_WHAT YOU ARE ASKED TO DO_
If a line in the entries includes "bare", show that line.

_Natural language region descriptions_
┌──

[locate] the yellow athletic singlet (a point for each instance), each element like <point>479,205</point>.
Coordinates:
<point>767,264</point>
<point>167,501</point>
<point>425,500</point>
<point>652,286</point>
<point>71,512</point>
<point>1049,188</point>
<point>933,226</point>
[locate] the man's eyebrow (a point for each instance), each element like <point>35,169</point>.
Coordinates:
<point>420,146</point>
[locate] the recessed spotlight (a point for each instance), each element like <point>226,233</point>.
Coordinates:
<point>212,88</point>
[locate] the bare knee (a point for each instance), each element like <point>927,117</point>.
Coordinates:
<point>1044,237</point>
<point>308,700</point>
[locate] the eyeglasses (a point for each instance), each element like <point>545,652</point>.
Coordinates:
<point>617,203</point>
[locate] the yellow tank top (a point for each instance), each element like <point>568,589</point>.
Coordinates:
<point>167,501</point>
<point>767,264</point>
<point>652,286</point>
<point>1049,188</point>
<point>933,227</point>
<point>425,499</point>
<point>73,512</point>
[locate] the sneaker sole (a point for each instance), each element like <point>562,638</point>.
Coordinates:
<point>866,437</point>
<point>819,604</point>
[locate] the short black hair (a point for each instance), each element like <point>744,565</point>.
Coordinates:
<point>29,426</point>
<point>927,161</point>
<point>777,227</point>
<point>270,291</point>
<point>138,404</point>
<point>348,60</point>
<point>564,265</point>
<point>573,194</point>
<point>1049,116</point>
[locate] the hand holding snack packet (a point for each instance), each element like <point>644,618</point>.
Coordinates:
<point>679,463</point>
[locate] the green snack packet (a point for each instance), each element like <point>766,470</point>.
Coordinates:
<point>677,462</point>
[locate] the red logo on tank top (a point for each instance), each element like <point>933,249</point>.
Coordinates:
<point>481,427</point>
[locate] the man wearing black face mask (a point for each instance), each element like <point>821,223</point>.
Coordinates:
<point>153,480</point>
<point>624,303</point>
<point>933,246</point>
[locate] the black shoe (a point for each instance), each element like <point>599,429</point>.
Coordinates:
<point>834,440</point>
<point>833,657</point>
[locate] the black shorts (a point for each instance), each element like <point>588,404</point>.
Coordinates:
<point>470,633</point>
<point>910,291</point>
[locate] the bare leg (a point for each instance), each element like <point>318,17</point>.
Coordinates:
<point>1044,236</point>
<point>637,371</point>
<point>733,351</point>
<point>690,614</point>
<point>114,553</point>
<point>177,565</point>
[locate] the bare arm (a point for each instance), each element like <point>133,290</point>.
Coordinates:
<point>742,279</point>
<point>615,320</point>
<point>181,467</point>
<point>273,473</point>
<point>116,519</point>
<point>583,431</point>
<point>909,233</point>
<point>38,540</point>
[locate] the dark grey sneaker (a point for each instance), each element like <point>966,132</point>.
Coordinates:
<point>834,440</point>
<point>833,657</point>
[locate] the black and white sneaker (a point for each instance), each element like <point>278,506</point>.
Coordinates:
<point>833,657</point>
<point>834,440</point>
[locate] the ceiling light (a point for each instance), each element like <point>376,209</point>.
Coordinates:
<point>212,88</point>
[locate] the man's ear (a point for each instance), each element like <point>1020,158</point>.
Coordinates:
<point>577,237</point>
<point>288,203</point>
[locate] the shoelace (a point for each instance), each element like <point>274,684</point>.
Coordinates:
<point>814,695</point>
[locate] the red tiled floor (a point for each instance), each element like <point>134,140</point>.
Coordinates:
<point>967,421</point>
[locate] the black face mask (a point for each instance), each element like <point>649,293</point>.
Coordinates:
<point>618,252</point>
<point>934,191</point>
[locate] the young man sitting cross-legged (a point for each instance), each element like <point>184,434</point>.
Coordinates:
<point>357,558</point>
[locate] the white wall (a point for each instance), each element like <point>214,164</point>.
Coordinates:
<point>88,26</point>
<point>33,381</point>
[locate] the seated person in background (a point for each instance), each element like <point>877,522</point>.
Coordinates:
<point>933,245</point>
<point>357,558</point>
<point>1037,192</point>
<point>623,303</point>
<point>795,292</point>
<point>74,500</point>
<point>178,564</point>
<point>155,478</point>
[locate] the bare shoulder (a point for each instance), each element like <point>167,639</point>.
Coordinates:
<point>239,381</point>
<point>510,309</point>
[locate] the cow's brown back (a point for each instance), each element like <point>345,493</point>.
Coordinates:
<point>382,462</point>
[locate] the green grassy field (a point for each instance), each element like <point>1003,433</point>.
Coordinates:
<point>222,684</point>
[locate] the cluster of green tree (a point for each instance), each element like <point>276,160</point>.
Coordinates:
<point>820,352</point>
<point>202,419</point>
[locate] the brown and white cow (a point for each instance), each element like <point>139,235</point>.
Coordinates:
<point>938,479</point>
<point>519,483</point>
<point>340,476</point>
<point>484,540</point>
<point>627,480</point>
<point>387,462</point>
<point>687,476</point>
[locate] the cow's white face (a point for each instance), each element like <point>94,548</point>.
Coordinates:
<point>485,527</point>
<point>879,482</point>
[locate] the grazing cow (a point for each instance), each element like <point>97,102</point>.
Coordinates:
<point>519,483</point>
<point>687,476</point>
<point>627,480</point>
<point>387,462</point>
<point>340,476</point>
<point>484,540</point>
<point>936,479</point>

└──

_EXERCISE OUTPUT_
[locate] the bare knee (a point for each instance), each element like <point>927,117</point>.
[locate] the bare leg (a point for each instance), each element like <point>318,17</point>.
[locate] the bare arm (a point for each instance), each element like <point>133,290</point>.
[locate] the bare shoulder (a point for each instance), each element like <point>167,639</point>.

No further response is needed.